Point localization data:
>>>
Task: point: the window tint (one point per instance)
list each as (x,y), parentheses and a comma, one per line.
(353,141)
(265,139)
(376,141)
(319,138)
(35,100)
<<<
- _Aim of the exercise_: Return the lines from the line containing "list each as" to the end of the entries above, exactly as they appear and with no other output.

- _Completed exercise_:
list each as (x,y), parentheses and a comma, one per line.
(353,141)
(265,139)
(376,141)
(319,138)
(35,100)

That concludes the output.